_TAREAS ESCRITAS:_
(1) Según el texto sobre la conmemoración de los fieles difuntos, ¿en qué año ordenó San Odilón de Cluny que sus abadías celebraran el oficio especial?
(2) Escribe la continuación del texto sobre la conmemoración de los fieles difuntos a partir de su última oración.

_TEXTO MOSTRADO:_
# # # # #
Los difuntos y la misericordia
Conmemoración de los Fieles Difuntos
La conmemoración de los fieles difuntos se debe a una iniciativa de San Odilón de Cluny. Fue este abad un hombre muy exigente consigo mismo y, a la vez, muy comprensivo con los demás. En una ocasión, ante quien le reprochaba su mansedumbre, contestó: “Si me he de condenar prefiero serlo por exceso de misericordia que por exceso de severidad”.
Sin duda este espíritu misericordioso le llevó a ordenar, en el año 998, que en todas las abadías dependientes de su jurisdicción se celebrase el 2 de noviembre un oficio especial en sufragio por todos los fieles difuntos. Poco a poco esta costumbre se extendió a la Iglesia universal.
# # # # #
_REGISTROS SIN PROCESAR:_

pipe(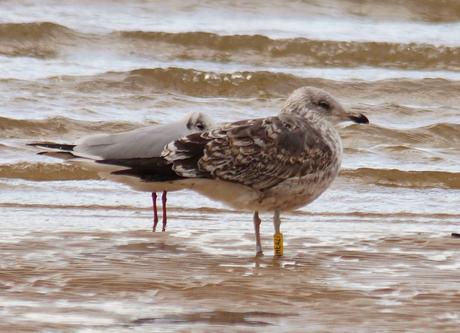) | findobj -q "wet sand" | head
[0,207,460,332]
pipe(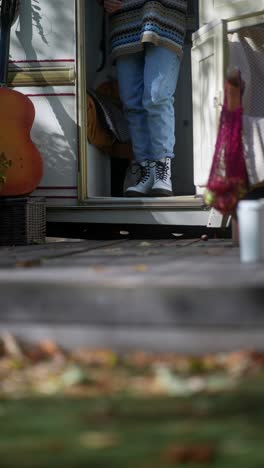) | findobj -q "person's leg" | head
[117,52,154,197]
[116,52,150,163]
[143,44,180,196]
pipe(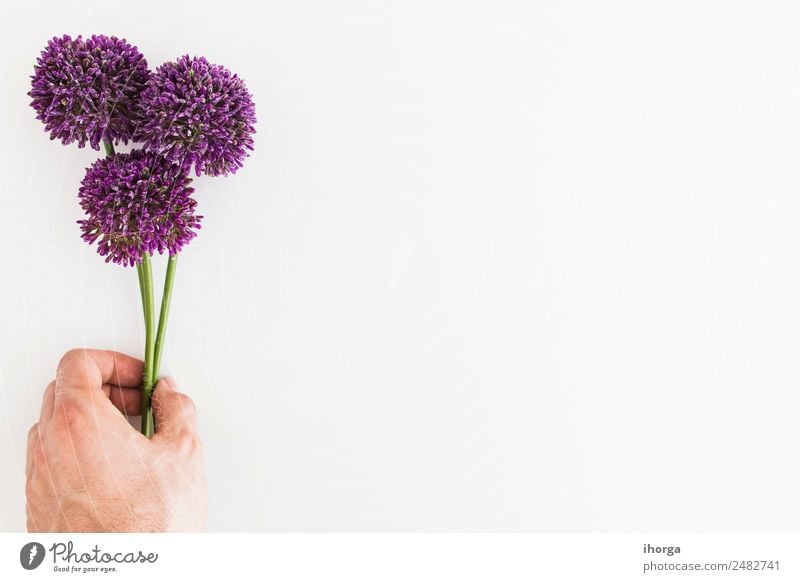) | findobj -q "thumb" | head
[153,378,197,438]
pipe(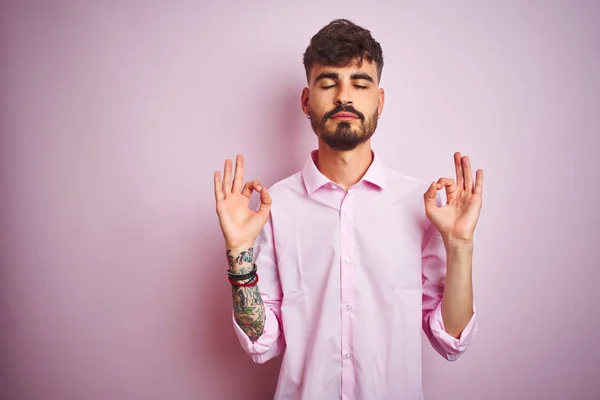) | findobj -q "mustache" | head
[323,106,365,121]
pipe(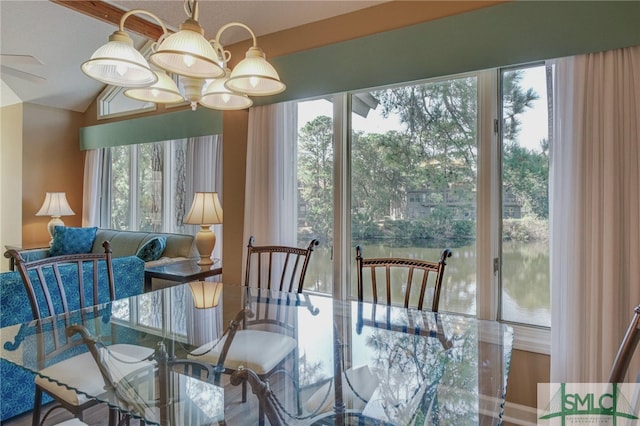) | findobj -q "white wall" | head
[0,101,23,272]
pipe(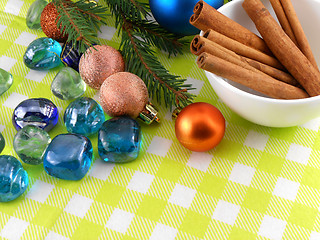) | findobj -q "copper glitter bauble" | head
[40,2,68,42]
[100,72,149,118]
[79,45,124,89]
[175,102,225,152]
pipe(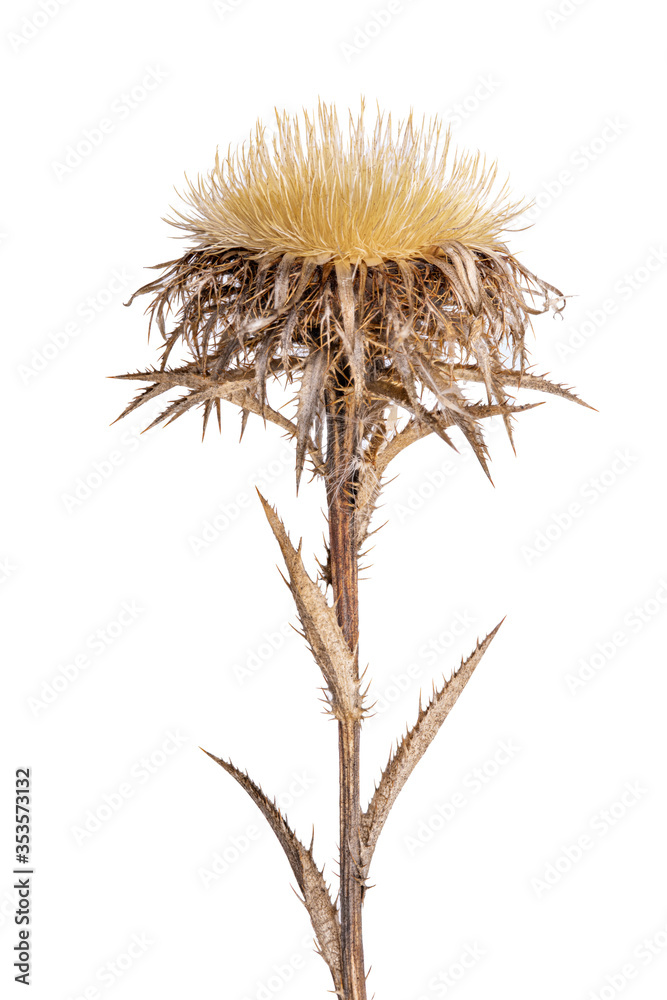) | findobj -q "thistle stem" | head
[326,377,366,1000]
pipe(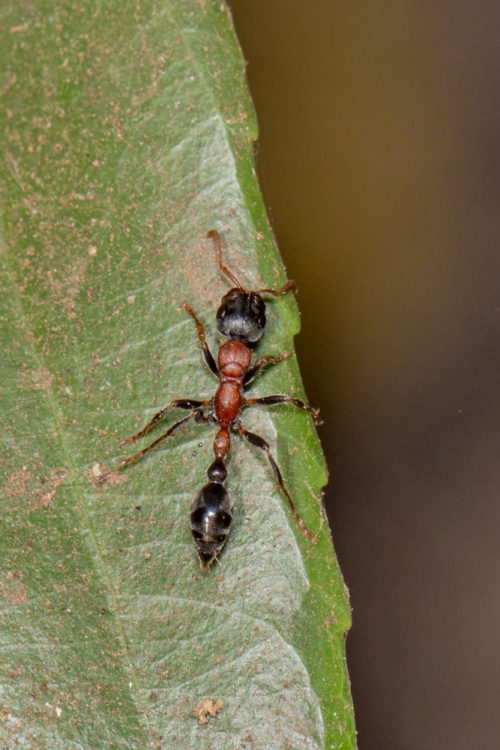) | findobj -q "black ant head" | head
[216,288,266,344]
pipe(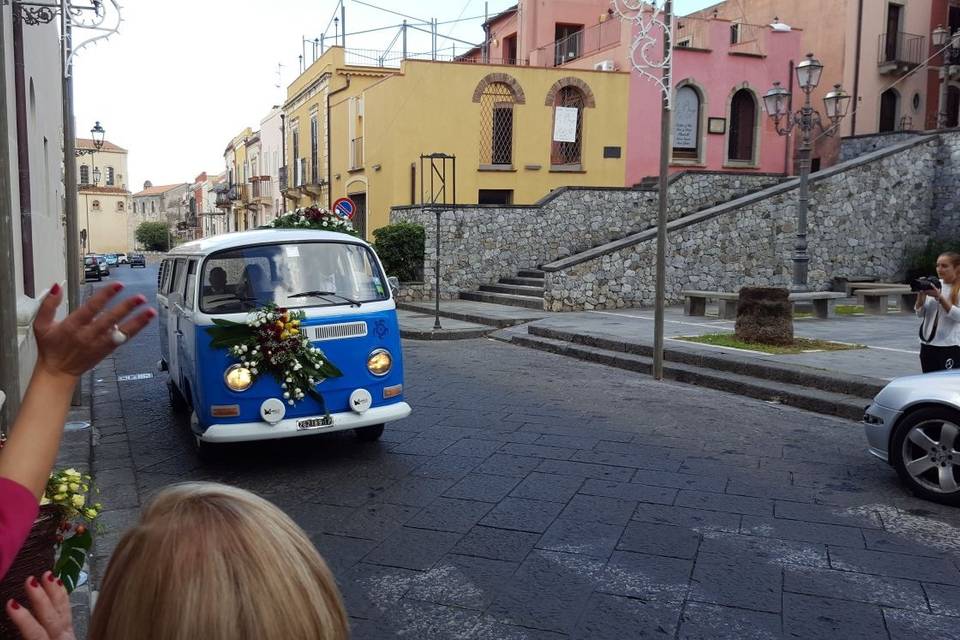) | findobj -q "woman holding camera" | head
[915,251,960,373]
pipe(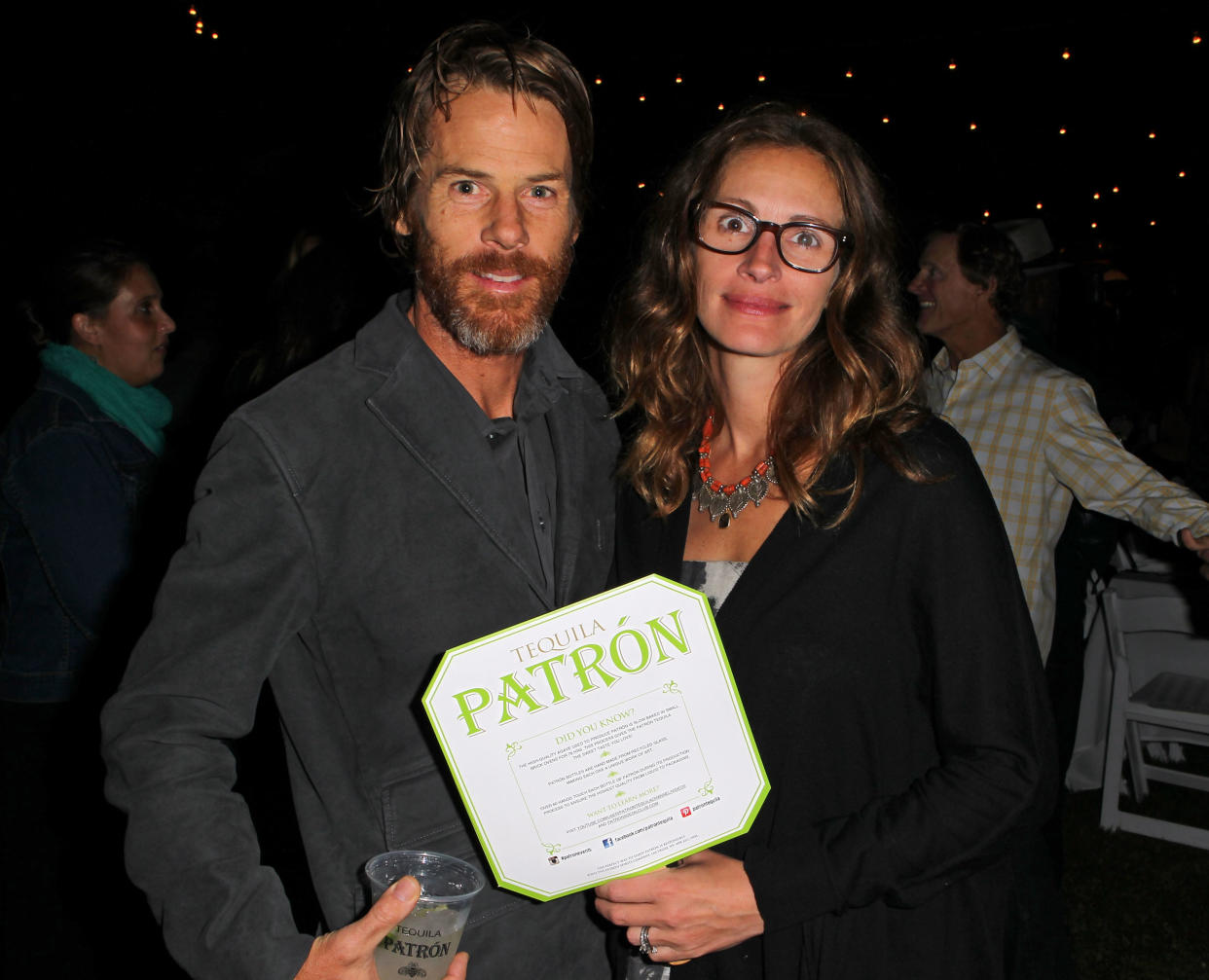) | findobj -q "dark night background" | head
[5,0,1209,413]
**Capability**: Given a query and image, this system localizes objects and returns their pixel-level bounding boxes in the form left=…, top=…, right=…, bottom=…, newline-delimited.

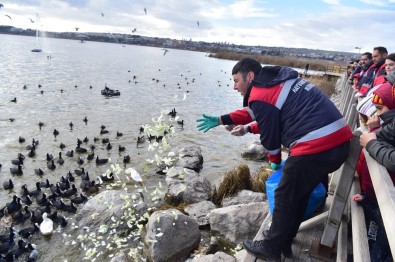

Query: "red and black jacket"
left=221, top=67, right=352, bottom=163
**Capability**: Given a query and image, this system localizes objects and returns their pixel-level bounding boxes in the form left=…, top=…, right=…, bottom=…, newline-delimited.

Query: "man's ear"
left=247, top=71, right=255, bottom=83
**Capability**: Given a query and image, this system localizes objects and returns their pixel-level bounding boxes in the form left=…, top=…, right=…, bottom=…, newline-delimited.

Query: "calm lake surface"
left=0, top=35, right=266, bottom=261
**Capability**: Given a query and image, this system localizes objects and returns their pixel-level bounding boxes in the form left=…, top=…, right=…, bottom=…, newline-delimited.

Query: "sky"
left=0, top=0, right=395, bottom=53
# # # # #
_RESPUESTAS POR TAREA:_
(1) En el año 998.

(2)
La Iglesia nunca ha ahorrado la misericordia. Más bien la ha dispensado con total liberalidad. Ya San Agustín animaba a ser generosos no en la suntuosidad de las tumbas, sino en las oraciones por los difuntos: “convenzámonos de que solo podemos favorecer a los difuntos, si ofrecemos por ellos el sacrificio del altar, de la plegaria o de la limosna”.
Y en el Martirologio Romano leemos: “La Santa Madre Iglesia, después de su solicitud en celebrar con las debidas alabanzas la alegría de todos sus hijos bienaventurados en el cielo, se interesa ante el Señor en favor de las almas de todos cuantos nos precedieron en el signo de la fe y duermen en la esperanza de la resurrección, y por todos los difuntos desde el principio del mundo, cuya fe solo Dios conoce, para que, purificados de toda mancha del pecado y asociados a los ciudadanos celestes, puedan gozar de la visión de la felicidad eterna”.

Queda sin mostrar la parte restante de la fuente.